____ VORGEGEBENER TEXT

# Siemens Micromaster 420 via VB6 ansteuern



## McFire (13 Oktober 2009)

Hallo Forengemeinde,

ich habe Schwierigkeiten einen MM 420 via VB 6.0 über RS485 anzusprechen. Ich habe mir bereits die Kommunikation MM 420 <-> Drive Monitor im Serial Monitor angesehen. Wenn ich über mein bereits geschriebens VB Programm versuche den Umrichter anzusprechen passiert garnichts. Ich bekomme keine Rückmeldung vom Umrichter in irgendeiner Form.

Die Com Schnittstelle wird in VB entsprechend intialisiert. Ich sehe die Kommunikation zum Umrichter auch im Serial Monitor.

Die entsprechenden Parameter sind meiner Meinung nach richtig gesetzt.

Hat jemand ein Codebeispiel wie die Ansteuerung aussehen muss? Gerne poste ich auch meinen Quelltext zu meinem Versuchsprogramm.

Auch das Wälzen des Aufbaus vom USS Protokoll hat mich auch noch nicht weitergebracht. Ich komme nicht weiter, daher nun meine Frage hier an die Profis.

Gibts evtl. eine gute Doku mit entsprechenden Howtos?

Im Siemens Drive Monitor läuft der Umrichter problemlos.

Danke und Gruß,
Robert


----------



## Rainer Hönle (13 Oktober 2009)

Welche Hardware (RS232 <-> RS485) kommt denn um Einsatz? Hier kann es vorkommen, dass diverse Steuerleitungen für die Spannungsversorgung des Wandlers gesetzt sein müssen. Wird ein Handshake verwendet? Was zeigtdas Kommunikationslog?


----------



## McFire (13 Oktober 2009)

Der Umsetzer ist ein ADAM-4561

Das ist ein Wandler von USB zu RS-485, 422, 232.

Der Umrichter ist via RS485 auf den Klemmen 14 und 15 angeschlossen. Nein Handshake steht auf 0 - comNone. Meinst du mit Kommunikations Log die Anzeigen im Serial Monitor? Sonst habe ich kein Log zur Verfügung, wo kann ich es einsehen? Welches meisnt du genau?

________
____ DATENSATZLISTE

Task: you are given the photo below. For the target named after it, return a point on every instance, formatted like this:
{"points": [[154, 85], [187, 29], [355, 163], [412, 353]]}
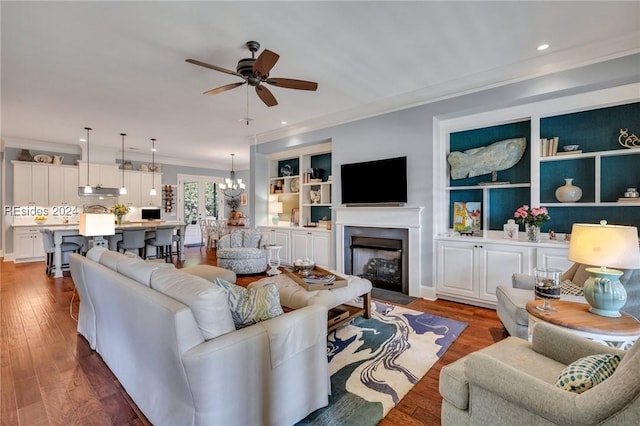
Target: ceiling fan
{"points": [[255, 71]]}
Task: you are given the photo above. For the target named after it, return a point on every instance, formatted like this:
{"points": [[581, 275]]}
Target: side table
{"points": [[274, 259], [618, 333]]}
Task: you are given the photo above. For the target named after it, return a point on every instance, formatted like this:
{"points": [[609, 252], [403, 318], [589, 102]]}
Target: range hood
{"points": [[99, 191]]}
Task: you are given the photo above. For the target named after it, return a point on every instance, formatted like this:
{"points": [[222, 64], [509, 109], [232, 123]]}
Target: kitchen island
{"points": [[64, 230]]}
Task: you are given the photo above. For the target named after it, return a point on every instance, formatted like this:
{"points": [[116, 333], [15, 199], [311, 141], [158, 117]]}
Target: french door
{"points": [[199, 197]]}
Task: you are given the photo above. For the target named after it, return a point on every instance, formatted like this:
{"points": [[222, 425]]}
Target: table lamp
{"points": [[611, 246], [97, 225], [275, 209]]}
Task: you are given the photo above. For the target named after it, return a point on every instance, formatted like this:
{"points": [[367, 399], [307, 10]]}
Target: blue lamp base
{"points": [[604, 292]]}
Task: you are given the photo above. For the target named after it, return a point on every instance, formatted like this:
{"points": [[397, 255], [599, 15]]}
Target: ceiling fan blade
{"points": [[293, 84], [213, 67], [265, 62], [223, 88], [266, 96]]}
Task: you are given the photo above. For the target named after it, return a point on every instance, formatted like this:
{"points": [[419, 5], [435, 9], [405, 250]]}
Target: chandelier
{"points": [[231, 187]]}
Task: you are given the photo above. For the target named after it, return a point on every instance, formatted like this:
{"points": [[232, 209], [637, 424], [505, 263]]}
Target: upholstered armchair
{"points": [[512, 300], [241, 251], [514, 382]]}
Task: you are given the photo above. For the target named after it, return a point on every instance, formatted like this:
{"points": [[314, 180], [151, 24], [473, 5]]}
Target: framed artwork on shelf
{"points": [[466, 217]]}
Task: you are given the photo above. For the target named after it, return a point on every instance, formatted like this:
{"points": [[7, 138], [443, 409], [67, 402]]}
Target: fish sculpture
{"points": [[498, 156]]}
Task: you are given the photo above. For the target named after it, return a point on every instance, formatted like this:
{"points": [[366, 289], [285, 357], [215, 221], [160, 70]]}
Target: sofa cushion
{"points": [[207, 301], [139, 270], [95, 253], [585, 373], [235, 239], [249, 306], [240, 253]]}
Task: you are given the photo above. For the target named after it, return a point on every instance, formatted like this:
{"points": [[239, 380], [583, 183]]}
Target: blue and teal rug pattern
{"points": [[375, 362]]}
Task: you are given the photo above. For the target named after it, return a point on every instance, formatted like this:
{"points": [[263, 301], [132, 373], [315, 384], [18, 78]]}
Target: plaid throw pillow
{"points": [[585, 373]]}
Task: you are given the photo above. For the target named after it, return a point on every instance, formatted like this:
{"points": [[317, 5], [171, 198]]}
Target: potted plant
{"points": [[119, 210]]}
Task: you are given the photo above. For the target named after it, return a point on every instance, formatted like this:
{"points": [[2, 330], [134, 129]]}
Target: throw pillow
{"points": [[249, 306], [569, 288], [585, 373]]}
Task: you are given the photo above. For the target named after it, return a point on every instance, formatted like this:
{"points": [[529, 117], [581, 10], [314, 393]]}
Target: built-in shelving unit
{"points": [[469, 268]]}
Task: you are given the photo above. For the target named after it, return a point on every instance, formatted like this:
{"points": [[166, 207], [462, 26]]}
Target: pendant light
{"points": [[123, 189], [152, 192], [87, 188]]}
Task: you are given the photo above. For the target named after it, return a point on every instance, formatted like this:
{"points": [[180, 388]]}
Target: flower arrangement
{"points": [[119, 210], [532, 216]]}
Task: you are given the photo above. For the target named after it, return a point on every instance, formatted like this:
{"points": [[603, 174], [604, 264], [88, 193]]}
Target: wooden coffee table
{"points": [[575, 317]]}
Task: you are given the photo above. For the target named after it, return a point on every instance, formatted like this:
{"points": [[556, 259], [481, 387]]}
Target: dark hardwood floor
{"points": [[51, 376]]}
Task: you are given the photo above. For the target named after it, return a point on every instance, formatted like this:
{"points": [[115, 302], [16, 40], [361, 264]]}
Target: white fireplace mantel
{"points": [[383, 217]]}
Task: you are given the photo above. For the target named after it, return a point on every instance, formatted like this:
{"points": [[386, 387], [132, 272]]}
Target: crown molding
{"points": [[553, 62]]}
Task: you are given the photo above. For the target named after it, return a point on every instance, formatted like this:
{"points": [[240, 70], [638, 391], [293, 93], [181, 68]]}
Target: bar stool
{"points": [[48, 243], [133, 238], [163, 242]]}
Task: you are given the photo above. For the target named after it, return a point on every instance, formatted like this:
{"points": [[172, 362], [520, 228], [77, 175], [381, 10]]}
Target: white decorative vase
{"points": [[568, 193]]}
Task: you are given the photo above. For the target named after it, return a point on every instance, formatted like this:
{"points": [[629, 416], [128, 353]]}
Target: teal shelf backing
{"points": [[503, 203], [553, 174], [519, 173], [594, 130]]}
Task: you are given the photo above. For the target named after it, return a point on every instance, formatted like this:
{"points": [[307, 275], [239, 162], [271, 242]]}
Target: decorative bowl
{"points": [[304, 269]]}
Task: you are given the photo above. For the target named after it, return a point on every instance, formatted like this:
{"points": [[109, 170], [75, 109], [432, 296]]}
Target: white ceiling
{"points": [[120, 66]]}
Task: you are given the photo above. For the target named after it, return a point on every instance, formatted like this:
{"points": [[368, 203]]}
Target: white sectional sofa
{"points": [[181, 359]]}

________

AUFGABE A: An welchen Klemmen ist der Umrichter laut dem Forenthread zum Micromaster 420 über RS485 angeschlossen?
AUFGABE B: Schreiben Sie aus dem Forenthread zum Micromaster 420 den Text zwischen „# Siemens Micromaster“ und „nach richtig gesetzt.“ ab, beide Stellen eingeschlossen.

LÖSUNG A: An den Klemmen 14 und 15.

LÖSUNG B:
# Siemens Micromaster 420 via VB6 ansteuern



## McFire (13 Oktober 2009)

Hallo Forengemeinde,

ich habe Schwierigkeiten einen MM 420 via VB 6.0 über RS485 anzusprechen. Ich habe mir bereits die Kommunikation MM 420 <-> Drive Monitor im Serial Monitor angesehen. Wenn ich über mein bereits geschriebens VB Programm versuche den Umrichter anzusprechen passiert garnichts. Ich bekomme keine Rückmeldung vom Umrichter in irgendeiner Form.

Die Com Schnittstelle wird in VB entsprechend intialisiert. Ich sehe die Kommunikation zum Umrichter auch im Serial Monitor.

Die entsprechenden Parameter sind meiner Meinung nach richtig gesetzt.